/---
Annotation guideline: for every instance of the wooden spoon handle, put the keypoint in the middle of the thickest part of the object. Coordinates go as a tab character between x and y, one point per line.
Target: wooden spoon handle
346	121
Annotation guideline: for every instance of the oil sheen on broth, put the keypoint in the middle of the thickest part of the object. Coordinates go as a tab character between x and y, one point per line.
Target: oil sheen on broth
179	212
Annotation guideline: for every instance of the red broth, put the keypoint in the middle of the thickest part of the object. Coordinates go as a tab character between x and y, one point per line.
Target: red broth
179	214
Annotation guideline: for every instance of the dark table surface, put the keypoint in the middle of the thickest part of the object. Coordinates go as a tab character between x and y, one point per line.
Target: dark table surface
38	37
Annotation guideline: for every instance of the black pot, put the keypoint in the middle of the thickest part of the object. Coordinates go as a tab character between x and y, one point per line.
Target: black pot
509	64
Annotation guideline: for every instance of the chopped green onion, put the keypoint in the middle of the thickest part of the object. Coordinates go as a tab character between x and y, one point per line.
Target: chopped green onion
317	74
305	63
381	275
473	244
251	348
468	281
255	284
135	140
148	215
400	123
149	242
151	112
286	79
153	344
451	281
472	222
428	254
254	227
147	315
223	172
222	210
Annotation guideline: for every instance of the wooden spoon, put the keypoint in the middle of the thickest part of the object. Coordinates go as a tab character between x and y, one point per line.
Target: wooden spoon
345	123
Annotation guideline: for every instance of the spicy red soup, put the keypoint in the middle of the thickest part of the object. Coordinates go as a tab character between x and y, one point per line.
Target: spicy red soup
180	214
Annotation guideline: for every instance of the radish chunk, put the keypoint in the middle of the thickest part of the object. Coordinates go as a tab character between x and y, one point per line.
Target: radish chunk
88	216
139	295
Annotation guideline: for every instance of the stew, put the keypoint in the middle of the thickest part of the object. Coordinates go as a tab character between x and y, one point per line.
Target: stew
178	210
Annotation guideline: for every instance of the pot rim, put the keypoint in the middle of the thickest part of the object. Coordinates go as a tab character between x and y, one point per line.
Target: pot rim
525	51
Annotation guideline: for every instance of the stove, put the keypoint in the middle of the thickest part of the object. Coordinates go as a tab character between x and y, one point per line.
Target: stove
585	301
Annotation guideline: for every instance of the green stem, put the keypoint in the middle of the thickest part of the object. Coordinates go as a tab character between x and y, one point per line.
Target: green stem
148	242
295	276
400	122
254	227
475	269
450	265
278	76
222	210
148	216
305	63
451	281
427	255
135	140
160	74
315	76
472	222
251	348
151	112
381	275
\---
Please restate the records in full, word for word.

Annotation guideline: for every instance of the wooden spoon handle, put the keypoint in the middle of the thickest part of the object. Coordinates go as a tab character between x and y, one point per line.
Target: wooden spoon handle
346	121
Annotation guideline: for every instance of the oil sheen on broth, put the keypoint in the middle of the thickest part of the object. Coordinates go as a tab character between x and y, one point per line.
Target: oil sheen on broth
179	212
Annotation guideline: for every instance of the red broth, put the keypoint in the middle of the thickest part of the object. Coordinates go as a tab character between x and y, one point per line.
Target: red broth
179	214
Annotation guideline: for every instance of the dark table surface, put the keypoint in the middle of the thickest part of the object. Coordinates go as a tab character between x and y, one point per line.
Target: dark table surface
38	37
Annotation guideline: for every instance of the black pot, put the keypoint in the middle of the thickest part of the object. Coordinates go as a tab character between x and y, one point per line.
Target: black pot
509	64
Annotation guideline: for every instance of the chopped green onion, put the keypoint in the middle of the thickest part of the object. Coordinates go as a tab character between x and y, one point per line.
Target: chopped green onion
317	74
305	63
381	275
473	244
251	348
468	281
255	284
135	140
148	215
400	123
149	242
151	112
286	79
153	344
451	281
472	222
428	254
254	227
147	315
223	172
222	210
Annotation guideline: for every instance of the wooden spoon, put the keypoint in the middle of the thickest part of the object. Coordinates go as a tab character between x and y, one point per line.
Target: wooden spoon
345	123
Annotation guideline: for every instance of the spicy red soup, put the keypoint in the middle of the thickest part of the object. Coordinates go as a tab character between x and y, one point per line.
Target: spicy red soup
180	214
Annotation guideline: for every instance of the radish chunk, put the keypoint in the middle of the thickest part of the object. Coordinates go as a tab character between x and y, one point per line.
Target: radish chunk
88	216
139	295
Annotation guideline: for every instance of the stew, put the keypoint in the middle of the thickest part of the object. Coordinates go as a tab character between x and y, one point per line.
Target: stew
178	210
Annotation guideline: for every instance of the pot rim, put the keypoint in the middle of the thickest part of the object. Coordinates go as a tab character between x and y, one point per line.
Target: pot rim
525	51
Annotation guideline: for every instance of the stove, put the keypoint in the middle of the thickest part of the object. Coordinates go as a tab character between x and y, one point per line.
Target: stove
585	301
Annotation guideline: for every instance of the green stem, put the keypoint in the middle of the thickest part of the object. Coordinates go as a tab character between x and y, one point per line.
Target: green stem
148	242
295	276
400	122
254	227
475	269
450	265
278	76
222	210
148	216
305	63
451	281
427	255
135	140
160	74
315	76
472	222
251	348
151	112
381	275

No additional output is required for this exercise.